(Beginning of Material provided)

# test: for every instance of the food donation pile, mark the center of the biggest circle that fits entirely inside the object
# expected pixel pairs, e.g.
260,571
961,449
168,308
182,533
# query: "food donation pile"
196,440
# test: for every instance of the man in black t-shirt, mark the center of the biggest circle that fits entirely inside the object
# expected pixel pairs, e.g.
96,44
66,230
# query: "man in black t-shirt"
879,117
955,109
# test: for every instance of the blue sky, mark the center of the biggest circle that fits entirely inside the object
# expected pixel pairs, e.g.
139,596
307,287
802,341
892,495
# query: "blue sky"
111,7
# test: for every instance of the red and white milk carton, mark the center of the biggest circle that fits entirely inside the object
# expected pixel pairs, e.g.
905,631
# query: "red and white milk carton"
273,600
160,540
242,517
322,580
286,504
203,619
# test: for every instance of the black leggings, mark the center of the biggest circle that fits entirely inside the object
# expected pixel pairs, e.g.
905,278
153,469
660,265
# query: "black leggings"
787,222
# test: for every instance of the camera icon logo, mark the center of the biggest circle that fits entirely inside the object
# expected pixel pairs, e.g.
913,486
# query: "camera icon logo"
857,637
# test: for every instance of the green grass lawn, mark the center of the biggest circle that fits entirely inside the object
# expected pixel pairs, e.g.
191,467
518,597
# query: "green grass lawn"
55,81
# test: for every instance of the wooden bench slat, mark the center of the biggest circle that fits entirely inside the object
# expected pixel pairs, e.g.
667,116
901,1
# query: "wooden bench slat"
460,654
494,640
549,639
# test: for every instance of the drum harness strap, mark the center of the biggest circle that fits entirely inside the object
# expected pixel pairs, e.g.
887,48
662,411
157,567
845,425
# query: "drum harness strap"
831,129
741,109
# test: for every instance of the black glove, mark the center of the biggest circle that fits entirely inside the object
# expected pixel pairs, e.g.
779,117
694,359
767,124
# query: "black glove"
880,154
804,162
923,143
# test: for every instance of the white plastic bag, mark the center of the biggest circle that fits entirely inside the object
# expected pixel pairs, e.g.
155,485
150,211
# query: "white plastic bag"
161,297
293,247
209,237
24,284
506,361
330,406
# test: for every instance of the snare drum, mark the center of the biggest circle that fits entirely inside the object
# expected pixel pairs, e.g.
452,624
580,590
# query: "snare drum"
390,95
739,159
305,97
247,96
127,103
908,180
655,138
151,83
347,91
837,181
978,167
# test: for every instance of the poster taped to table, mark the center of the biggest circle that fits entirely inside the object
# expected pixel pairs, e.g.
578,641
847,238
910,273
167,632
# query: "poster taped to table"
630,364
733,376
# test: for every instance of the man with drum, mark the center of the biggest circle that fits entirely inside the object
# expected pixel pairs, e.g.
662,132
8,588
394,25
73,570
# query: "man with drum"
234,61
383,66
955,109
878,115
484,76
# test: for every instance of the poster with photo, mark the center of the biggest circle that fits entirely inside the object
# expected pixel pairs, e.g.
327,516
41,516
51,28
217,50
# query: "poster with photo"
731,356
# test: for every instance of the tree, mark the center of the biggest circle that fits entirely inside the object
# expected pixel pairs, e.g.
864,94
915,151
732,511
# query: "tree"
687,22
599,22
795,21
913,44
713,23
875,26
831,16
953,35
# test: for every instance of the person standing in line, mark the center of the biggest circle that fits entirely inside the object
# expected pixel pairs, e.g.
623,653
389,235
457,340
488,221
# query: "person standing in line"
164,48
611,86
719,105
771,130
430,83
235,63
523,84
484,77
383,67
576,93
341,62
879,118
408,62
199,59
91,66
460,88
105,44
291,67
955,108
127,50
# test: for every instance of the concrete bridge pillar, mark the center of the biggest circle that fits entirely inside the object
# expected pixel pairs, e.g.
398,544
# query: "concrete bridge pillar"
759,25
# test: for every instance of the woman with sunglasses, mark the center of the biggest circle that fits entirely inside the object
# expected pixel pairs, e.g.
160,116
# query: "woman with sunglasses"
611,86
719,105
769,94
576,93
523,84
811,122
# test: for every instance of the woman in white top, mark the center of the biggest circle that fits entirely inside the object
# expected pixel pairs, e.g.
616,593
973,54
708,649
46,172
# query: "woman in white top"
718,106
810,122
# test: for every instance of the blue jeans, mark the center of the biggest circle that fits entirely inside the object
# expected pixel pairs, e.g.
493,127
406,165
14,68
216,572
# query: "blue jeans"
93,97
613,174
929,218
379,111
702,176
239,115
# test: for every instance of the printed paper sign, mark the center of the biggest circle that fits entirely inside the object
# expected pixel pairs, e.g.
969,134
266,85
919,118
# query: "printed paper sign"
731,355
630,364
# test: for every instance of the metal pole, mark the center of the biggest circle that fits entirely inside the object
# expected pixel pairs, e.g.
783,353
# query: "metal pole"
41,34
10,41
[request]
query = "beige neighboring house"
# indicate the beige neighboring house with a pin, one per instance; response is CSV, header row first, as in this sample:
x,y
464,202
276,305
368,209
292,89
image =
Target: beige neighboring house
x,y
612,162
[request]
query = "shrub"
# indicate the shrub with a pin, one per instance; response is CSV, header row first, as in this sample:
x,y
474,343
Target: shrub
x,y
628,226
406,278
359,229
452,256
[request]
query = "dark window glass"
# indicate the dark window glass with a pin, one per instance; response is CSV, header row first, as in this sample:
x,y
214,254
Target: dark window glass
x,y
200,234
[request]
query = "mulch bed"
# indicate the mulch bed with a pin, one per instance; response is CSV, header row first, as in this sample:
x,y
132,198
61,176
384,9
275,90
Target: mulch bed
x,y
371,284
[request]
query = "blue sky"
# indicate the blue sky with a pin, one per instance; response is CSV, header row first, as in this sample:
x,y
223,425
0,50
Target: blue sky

(End of Material provided)

**Activity**. The data above is to be restated line for line, word for word.

**Reply to the task**.
# test: for every instance of the food donation pile, mark the center of the biggest circle that fits entirely inside the object
# expected pixel pairs, e.g.
260,571
961,449
168,308
182,533
# query: "food donation pile"
196,440
# test: for every instance of the man in black t-shirt, mark the center of the biggest circle that fits entirely inside the object
# expected pixel pairs, e.g.
96,44
66,230
# query: "man in black t-shirt"
879,117
955,109
# test: for every instance of the blue sky, mark the center of the biggest circle that fits entirely inside the object
# expected pixel pairs, e.g.
139,596
307,287
802,341
892,495
# query: "blue sky"
111,7
# test: for every instance of the red and white milk carton, mark the center of the biggest circle that fits entirely inside the object
# expected pixel pairs, e.g.
905,631
# query: "red and white milk carton"
273,600
160,540
242,517
322,580
286,504
203,619
# test: for every instance of the black leggings, mark the center of the biggest circle that fits entirely inside the object
# expected pixel pairs, e.g.
905,278
153,469
660,265
# query: "black leggings"
787,222
# test: for every instance of the camera icon logo, mark the center of the biggest circle that fits entirely inside the object
# expected pixel pairs, e.g.
913,486
# query: "camera icon logo"
857,637
# test: for every instance of the green grass lawn, mark the center of the biggest circle that fits entirely inside the object
# expected pixel pairs, e.g.
191,467
518,597
# query: "green grass lawn"
55,81
# test: for every instance of the wooden bench slat, mark the center of the biggest circle that fits entirely inside the object
# expected pixel pairs, e.g.
667,116
901,1
# query: "wooden bench slat"
460,654
494,640
549,639
# test: for every instance of the drum harness strap, mark the center of the biggest circle that fits entirely inside the object
# expected pixel pairs, e.g.
887,48
662,411
157,567
845,425
# query: "drum harness strap"
831,129
741,109
# test: for every instance of the black glove, mark the center of the biggest circle that fits entirely inside the object
# expected pixel pairs, e.g.
779,117
694,359
767,124
# query: "black glove"
880,154
804,162
923,143
# test: for every instance of the white plastic bag, mark the center of the biggest circle that fits entirely inside the object
# expected pixel pairs, e.g.
155,485
150,211
# query: "white plastic bag"
161,297
293,247
209,237
24,284
506,361
330,406
# test: for every instance of the snare drum, mark the center of the biggest circle that fits entirely inside the object
# expected pixel pairs, e.g.
452,624
580,590
# query: "snare drum"
390,95
739,159
305,97
247,96
127,103
908,180
655,138
151,83
347,91
837,181
978,167
# test: for every instance of the poster taped to table, mark the center of the biggest circle that fits entirely inside the object
# expected pixel pairs, e.g.
578,641
847,238
910,273
167,632
# query: "poster taped to table"
630,364
733,376
# test: for every instance of the man with drum, mark the center of the biggest circle that fits entirely inside the object
# expected pixel pairs, e.g.
662,132
8,588
394,25
73,570
# query: "man with drum"
234,61
383,66
955,109
878,115
484,76
# test: for every instance of the poster with photo, mark the center of the biggest circle that fits entirely inside the object
# expected pixel pairs, e.g.
327,516
41,516
51,28
217,50
# query: "poster with photo"
731,356
# test: for every instance of the tree, mark the center of the biggest circle that fits entirely inside the object
# expected pixel pairs, e.g.
864,94
915,151
732,511
# query: "tree"
687,22
599,22
795,21
913,44
713,23
875,26
831,16
953,35
# test: for every instance of the person standing in line, mark the center of the biggest circle that fits entirely inside the object
# expected pixel pairs, e.g.
623,653
389,235
457,340
488,221
# query: "person standing in line"
164,48
611,86
719,105
771,130
430,83
235,63
523,84
484,77
383,67
576,93
341,62
879,118
408,62
199,59
91,66
460,88
105,44
291,67
955,108
127,50
# test: for every instance of the concrete bridge pillar, mark the center of the biggest circle that fits entirely inside the object
# expected pixel pairs, e.g.
398,544
# query: "concrete bridge pillar"
759,25
# test: for every instance of the woman with sunglasses, mark the center of the biggest circle that fits entirely inside the object
# expected pixel pairs, e.g.
160,116
# query: "woman with sunglasses"
611,86
719,105
769,94
576,93
523,84
811,122
# test: for every instance of the woman in white top, mark the center of the biggest circle that fits entirely inside the object
# expected pixel pairs, e.g.
616,593
973,54
708,649
46,172
# query: "woman in white top"
718,106
810,122
# test: for every instance of the blue jeans, mark the center of the biggest circle that fits entirely inside the object
# expected pixel pairs, e.g.
493,127
406,165
14,68
216,572
# query: "blue jeans"
93,97
613,174
929,218
379,111
702,176
239,115
# test: for every instance of the printed paper sign, mark the center of the biggest circle that fits entirely inside the object
# expected pixel pairs, e.g.
969,134
266,85
919,118
# query: "printed paper sign"
731,355
630,364
# test: for every instance of the metal pole, mark the center of the biggest circle that fits entirely inside the object
# expected pixel pairs, e.g.
783,353
# query: "metal pole"
41,34
10,41
[request]
query = "beige neighboring house"
# indicate the beige neighboring house with a pin, one per instance; response is CSV, header row first, as in this sample:
x,y
464,202
276,305
368,209
292,89
image =
Target: beige neighboring house
x,y
612,162
[request]
query = "shrub"
# indicate the shrub with a pin, one per instance; response is CSV, header row first, as in this sample:
x,y
474,343
Target: shrub
x,y
628,226
406,278
359,229
452,256
[request]
query = "dark window glass"
# indicate the dark window glass with a pin, one per instance; response is CSV, header row first, as in this sample:
x,y
214,254
Target: dark window glass
x,y
200,234
[request]
query = "mulch bed"
# indicate the mulch bed with a pin, one per instance; response is CSV, header row first, as in this sample:
x,y
132,198
61,176
384,9
275,90
Target: mulch bed
x,y
371,284
[request]
query = "blue sky"
# indicate the blue sky with a pin, one per instance; response is CSV, header row first, as in this sample:
x,y
223,425
0,50
Target: blue sky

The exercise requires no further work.